#### EXERCISE:
All of the data below must be repeated exactly.

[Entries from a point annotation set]
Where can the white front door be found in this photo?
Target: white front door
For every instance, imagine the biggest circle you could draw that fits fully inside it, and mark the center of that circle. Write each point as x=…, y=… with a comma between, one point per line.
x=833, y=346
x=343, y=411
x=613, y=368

#### RESPONSE TO THIS TASK:
Where can the white front door be found in this photo?
Target: white front door
For every instance, imagine the biggest circle you could draw that fits fully inside it, and mark the center of that circle. Write each point as x=…, y=… with a comma between, one point per line.
x=833, y=346
x=343, y=411
x=613, y=368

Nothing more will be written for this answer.